YOUR INSTRUCTIONS:
Nothing in the listing should differ in your copy; retype it all exactly.

EXTRACTED RECORDS:
******************************
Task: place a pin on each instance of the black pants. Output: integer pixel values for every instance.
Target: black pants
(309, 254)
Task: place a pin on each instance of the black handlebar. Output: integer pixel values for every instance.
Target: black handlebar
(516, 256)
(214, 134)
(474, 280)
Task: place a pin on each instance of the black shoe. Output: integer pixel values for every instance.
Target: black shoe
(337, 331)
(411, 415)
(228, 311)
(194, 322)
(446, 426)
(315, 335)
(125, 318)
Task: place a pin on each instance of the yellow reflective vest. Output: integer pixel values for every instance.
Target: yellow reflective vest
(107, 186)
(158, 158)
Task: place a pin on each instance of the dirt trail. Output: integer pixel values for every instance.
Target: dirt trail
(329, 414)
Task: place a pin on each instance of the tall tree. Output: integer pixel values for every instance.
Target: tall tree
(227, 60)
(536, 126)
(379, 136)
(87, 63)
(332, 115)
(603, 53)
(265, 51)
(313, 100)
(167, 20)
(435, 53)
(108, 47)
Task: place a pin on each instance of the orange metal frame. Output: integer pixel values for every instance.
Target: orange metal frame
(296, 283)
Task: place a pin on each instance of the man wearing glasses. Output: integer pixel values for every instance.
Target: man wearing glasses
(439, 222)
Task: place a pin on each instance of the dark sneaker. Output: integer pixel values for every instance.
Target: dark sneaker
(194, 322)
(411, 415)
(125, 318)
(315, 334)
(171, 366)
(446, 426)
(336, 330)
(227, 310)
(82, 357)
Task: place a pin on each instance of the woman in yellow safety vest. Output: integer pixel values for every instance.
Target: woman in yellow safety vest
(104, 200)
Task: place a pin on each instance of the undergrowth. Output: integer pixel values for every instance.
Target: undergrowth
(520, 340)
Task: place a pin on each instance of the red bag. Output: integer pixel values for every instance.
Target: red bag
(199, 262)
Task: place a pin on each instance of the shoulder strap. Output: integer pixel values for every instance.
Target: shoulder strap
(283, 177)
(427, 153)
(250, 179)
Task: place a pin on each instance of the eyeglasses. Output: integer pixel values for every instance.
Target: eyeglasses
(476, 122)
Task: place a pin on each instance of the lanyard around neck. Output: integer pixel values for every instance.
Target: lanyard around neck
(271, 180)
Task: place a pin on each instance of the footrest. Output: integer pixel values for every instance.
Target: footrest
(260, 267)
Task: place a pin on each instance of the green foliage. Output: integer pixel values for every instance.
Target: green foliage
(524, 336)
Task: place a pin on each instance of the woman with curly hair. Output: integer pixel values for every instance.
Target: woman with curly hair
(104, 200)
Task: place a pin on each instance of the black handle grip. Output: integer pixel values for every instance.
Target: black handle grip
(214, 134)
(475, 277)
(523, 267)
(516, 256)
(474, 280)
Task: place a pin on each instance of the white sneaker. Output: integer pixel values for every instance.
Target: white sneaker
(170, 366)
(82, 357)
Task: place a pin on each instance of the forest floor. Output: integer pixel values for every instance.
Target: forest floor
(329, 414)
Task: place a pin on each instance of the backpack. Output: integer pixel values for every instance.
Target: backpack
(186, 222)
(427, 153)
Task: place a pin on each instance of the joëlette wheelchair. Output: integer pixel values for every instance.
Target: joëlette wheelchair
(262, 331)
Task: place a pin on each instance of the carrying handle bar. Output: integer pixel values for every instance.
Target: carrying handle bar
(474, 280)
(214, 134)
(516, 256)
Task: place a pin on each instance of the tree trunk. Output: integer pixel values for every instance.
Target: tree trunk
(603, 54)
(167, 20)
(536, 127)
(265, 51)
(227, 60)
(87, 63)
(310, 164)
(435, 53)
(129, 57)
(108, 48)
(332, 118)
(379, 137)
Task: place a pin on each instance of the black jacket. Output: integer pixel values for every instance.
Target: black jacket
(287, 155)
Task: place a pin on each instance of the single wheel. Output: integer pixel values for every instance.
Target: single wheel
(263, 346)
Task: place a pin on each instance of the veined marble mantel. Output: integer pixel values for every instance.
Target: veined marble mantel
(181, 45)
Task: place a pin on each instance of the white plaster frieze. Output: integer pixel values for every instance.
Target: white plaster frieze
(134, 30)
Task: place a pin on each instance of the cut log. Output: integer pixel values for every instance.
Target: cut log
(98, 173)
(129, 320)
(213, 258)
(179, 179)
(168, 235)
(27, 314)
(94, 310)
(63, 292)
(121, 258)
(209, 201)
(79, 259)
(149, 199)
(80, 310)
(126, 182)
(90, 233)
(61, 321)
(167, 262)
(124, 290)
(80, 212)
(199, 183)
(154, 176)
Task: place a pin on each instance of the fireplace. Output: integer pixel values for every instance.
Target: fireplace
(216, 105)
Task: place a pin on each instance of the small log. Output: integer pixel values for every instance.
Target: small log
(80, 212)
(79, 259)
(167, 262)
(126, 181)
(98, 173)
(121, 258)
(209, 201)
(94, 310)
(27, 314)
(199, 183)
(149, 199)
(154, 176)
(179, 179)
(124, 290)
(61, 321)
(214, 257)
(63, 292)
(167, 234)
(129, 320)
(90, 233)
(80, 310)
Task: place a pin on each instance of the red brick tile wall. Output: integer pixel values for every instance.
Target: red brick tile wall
******************************
ANSWER FOR THIS EXERCISE:
Task: place a pin on each instance of the black pants. Output: integer pixel values for every instance.
Target: black pants
(309, 254)
Task: place a pin on each instance of the black handlebar. Output: integer pixel values for every instance.
Target: black handlebar
(516, 256)
(214, 134)
(474, 280)
Task: place a pin on each instance of the black shoe. Output: integer pixel values for every instance.
Target: black shoe
(337, 331)
(411, 415)
(228, 311)
(194, 322)
(446, 426)
(315, 335)
(125, 318)
Task: place a pin on each instance of the yellow reflective vest. Output: integer pixel values for every instance.
Target: yellow reflective vest
(107, 186)
(158, 158)
Task: place a pin on each instance of the dirt trail. Output: integer pixel values for every instance.
Target: dirt trail
(329, 414)
Task: place a pin on each instance of the tall tree. Output: integer pixel values for every instance.
Target: tall tree
(227, 60)
(536, 126)
(379, 136)
(87, 63)
(332, 115)
(603, 53)
(265, 51)
(313, 100)
(167, 20)
(435, 53)
(108, 47)
Task: place a pin on each instance of the orange metal frame. Output: integer pixel values for every instance.
Target: orange metal frame
(296, 283)
Task: place a pin on each instance of the man wearing glasses. Output: integer pixel values for every instance.
Target: man wearing glasses
(439, 222)
Task: place a pin on each instance of the dark sneaker. Output: integer pixel values for every instance.
Target: dark sneaker
(194, 322)
(411, 415)
(125, 318)
(315, 334)
(171, 366)
(446, 426)
(336, 330)
(227, 310)
(82, 357)
Task: place a pin on each instance of the woman in yellow safety vest. Output: integer pixel values for every instance.
Target: woman in yellow safety vest
(104, 200)
Task: place a pin on each instance of the undergrowth. Output: integer pixel values for every instance.
Target: undergrowth
(520, 340)
Task: place a pin on each instance of the red bag. Output: integer pixel values for every instance.
Target: red bag
(199, 262)
Task: place a pin on each instance of the shoulder strap. Output: integer pixel values for every instance.
Target: shoulder strap
(283, 177)
(427, 153)
(250, 179)
Task: place a pin on each instance of the eyeglasses. Output: integer pixel values for every instance.
Target: eyeglasses
(476, 122)
Task: place a pin on each instance of the lanyard around neck. Output: integer pixel values for every instance.
Target: lanyard around neck
(271, 180)
Task: place a pin on each instance of the footrest. Output: integer pixel values for every instance.
Target: footrest
(260, 267)
Task: place a pin on each instance of the green foliage. Output: integer pixel values for every instance.
Target: green foliage
(524, 336)
Task: place a pin on each instance of the woman with curly hair. Output: integer pixel values for every instance.
Target: woman with curly hair
(104, 200)
Task: place a pin on each instance of the black handle grip. Output: integer pixel values for every instance.
Target: black handle grip
(214, 134)
(475, 277)
(523, 267)
(516, 256)
(474, 280)
Task: place a pin on each instance of the white sneaker. Output: integer pixel values for every instance.
Target: white sneaker
(170, 366)
(82, 357)
Task: place a pin on each instance of the forest floor. Output: integer pixel values for every instance.
Target: forest floor
(329, 414)
Task: place a pin on each instance of the backpack. Output: integer pixel values for every instance.
Target: backpack
(186, 222)
(427, 153)
Task: place a pin on each instance of the joëlette wheelchair. Output: integer pixel values for every instance.
Target: joëlette wheelchair
(262, 331)
Task: place a pin on each instance of the carrying handle bar. Output: integer pixel values for every instance.
Target: carrying handle bar
(474, 280)
(214, 134)
(516, 256)
Task: place a pin on each instance of the tree trunk. Output: integer pixel values for every instance.
Target: tree trunk
(603, 54)
(167, 20)
(536, 127)
(265, 51)
(227, 60)
(87, 63)
(310, 164)
(435, 53)
(129, 57)
(108, 48)
(332, 118)
(379, 137)
Task: place a pin on each instance of the black jacket. Output: integer pixel values for every instance.
Target: black jacket
(287, 155)
Task: place a pin on each instance of the single wheel. Output: integer pixel values for every instance.
Target: single wheel
(263, 346)
Task: place a pin on each instance of the veined marble mantel. Output: integer pixel values for every instance.
Target: veined marble mantel
(181, 45)
Task: place a pin on each instance of the white plaster frieze. Output: integer pixel values for every instance.
Target: white plaster frieze
(134, 30)
Task: place a pin on each instance of the cut log. Output: integer pixel values for every instance.
Target: cut log
(98, 173)
(129, 320)
(213, 258)
(179, 179)
(168, 235)
(27, 314)
(94, 310)
(63, 292)
(121, 258)
(209, 201)
(79, 259)
(149, 199)
(80, 310)
(126, 182)
(90, 233)
(61, 321)
(167, 262)
(124, 290)
(80, 212)
(199, 183)
(154, 176)
Task: place a pin on each instance of the fireplace. Output: integer pixel values for every instance.
Target: fireplace
(216, 105)
Task: place a pin on each instance of the small log. Output: integer pixel values for every instance.
Target: small log
(80, 212)
(79, 259)
(167, 262)
(126, 181)
(98, 173)
(121, 258)
(209, 201)
(94, 310)
(27, 314)
(199, 183)
(149, 199)
(154, 176)
(179, 179)
(124, 290)
(61, 321)
(214, 257)
(63, 292)
(167, 234)
(129, 320)
(90, 233)
(80, 310)
Task: place a pin on each instance of the red brick tile wall. Output: integer pixel values for every instance.
Target: red brick tile wall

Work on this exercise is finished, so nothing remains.